• What you need to do: State only the number of lines in the listing below that contain the word "ground".

>> Begin Data

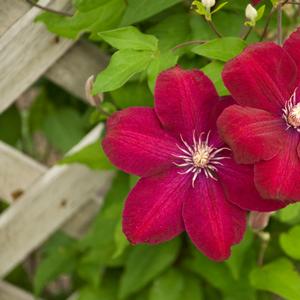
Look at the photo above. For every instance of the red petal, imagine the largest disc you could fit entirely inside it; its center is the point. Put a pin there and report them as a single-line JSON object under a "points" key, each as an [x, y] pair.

>> End Data
>> Begin Data

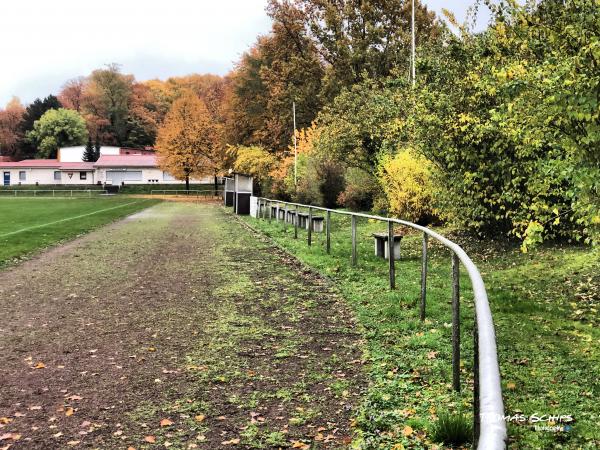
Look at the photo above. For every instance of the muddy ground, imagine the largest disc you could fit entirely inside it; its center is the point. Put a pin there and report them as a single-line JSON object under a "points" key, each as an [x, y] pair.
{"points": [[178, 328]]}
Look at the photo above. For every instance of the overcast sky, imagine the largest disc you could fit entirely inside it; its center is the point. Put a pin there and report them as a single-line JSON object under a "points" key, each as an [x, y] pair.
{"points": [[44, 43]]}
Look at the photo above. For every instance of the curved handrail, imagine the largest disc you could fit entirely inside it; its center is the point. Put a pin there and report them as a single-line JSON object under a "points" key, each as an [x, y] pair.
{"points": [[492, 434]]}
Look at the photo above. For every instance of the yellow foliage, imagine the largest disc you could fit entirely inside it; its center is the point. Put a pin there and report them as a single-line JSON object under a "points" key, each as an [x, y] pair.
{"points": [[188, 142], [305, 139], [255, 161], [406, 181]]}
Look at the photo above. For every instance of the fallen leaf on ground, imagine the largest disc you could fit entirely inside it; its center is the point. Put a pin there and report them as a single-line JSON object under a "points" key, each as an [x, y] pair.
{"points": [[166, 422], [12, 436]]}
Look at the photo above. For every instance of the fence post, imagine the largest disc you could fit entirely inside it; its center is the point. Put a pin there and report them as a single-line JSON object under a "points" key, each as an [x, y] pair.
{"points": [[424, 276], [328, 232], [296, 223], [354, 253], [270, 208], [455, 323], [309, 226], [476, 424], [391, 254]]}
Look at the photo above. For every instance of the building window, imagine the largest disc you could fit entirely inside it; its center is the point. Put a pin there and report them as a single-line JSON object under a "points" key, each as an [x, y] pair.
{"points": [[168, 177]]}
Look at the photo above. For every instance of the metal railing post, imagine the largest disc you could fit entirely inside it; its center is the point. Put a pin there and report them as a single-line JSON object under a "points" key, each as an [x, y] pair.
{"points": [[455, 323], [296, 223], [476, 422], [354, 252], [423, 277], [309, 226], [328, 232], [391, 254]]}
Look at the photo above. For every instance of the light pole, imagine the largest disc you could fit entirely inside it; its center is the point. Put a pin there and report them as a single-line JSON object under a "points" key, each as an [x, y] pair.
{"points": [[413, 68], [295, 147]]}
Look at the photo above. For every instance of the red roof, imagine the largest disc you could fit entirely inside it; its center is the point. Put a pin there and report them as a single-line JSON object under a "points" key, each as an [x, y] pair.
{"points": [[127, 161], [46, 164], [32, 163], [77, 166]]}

>> End Data
>> Begin Data

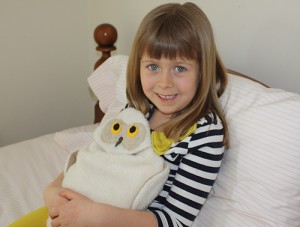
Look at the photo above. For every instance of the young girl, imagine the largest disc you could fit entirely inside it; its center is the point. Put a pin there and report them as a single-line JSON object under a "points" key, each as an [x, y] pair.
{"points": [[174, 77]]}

>> End Data

• Task result: 2